WHAT YOU WILL DO:
Count the lines of the entries below that contain the string "rough", with case counting, and give only the number.

** GIVEN DATA follows **

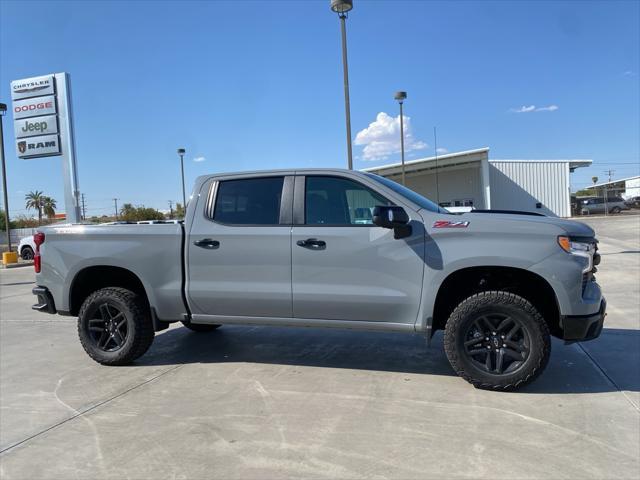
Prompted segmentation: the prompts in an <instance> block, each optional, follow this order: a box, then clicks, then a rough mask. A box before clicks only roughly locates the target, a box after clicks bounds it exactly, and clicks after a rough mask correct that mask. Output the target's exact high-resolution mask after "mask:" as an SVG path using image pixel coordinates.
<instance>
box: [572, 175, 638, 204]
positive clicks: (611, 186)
mask: <svg viewBox="0 0 640 480" xmlns="http://www.w3.org/2000/svg"><path fill="white" fill-rule="evenodd" d="M585 190H591V191H593V193H594V195H598V196H602V194H603V193H604V192H607V193H608V194H610V195H616V194H617V195H621V196H622V198H624V199H625V200H626V199H628V198H631V197H640V176H638V175H636V176H635V177H627V178H621V179H620V180H612V181H610V182H604V183H596V184H595V185H591V186H590V187H587V188H586V189H585Z"/></svg>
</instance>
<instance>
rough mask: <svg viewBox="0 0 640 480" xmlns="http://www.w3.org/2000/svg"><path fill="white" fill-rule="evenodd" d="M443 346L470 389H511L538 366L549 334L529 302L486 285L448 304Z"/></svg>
mask: <svg viewBox="0 0 640 480" xmlns="http://www.w3.org/2000/svg"><path fill="white" fill-rule="evenodd" d="M444 348H445V352H446V354H447V358H448V359H449V362H450V363H451V366H452V367H453V369H454V370H455V372H456V373H457V374H458V375H460V376H461V377H462V378H464V379H465V380H467V381H468V382H469V383H471V384H472V385H473V386H475V387H476V388H483V389H487V390H502V391H504V390H515V389H517V388H520V387H522V386H524V385H526V384H528V383H530V382H532V381H533V380H534V379H535V378H536V377H537V376H538V375H540V373H541V372H542V371H543V370H544V368H545V366H546V365H547V362H548V360H549V354H550V352H551V338H550V333H549V326H548V325H547V323H546V321H545V319H544V318H543V317H542V315H540V312H539V311H538V310H537V309H536V308H535V307H534V306H533V305H532V304H531V302H529V301H528V300H527V299H525V298H523V297H521V296H519V295H516V294H514V293H511V292H506V291H500V290H490V291H484V292H478V293H476V294H473V295H471V296H470V297H468V298H466V299H465V300H463V301H462V302H460V304H458V306H457V307H456V308H454V310H453V312H451V315H450V316H449V319H448V320H447V324H446V325H445V333H444Z"/></svg>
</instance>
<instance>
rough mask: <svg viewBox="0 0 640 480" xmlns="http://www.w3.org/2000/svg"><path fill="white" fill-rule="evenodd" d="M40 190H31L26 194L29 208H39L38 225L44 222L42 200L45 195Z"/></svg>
mask: <svg viewBox="0 0 640 480" xmlns="http://www.w3.org/2000/svg"><path fill="white" fill-rule="evenodd" d="M42 193H43V192H41V191H40V190H35V191H33V190H32V191H30V192H29V193H27V194H26V195H25V196H24V199H25V207H26V209H27V210H38V225H40V224H41V223H42V201H43V198H44V196H43V195H42Z"/></svg>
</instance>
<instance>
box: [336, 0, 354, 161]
mask: <svg viewBox="0 0 640 480" xmlns="http://www.w3.org/2000/svg"><path fill="white" fill-rule="evenodd" d="M352 8H353V0H331V10H332V11H334V12H335V13H337V14H338V17H340V30H341V31H342V70H343V73H344V110H345V116H346V120H347V164H348V166H349V170H353V154H352V152H351V150H352V149H351V107H350V105H349V66H348V65H347V27H346V23H345V20H346V19H347V12H349V11H350V10H351V9H352Z"/></svg>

** End of GIVEN DATA **

EXERCISE OUTPUT:
3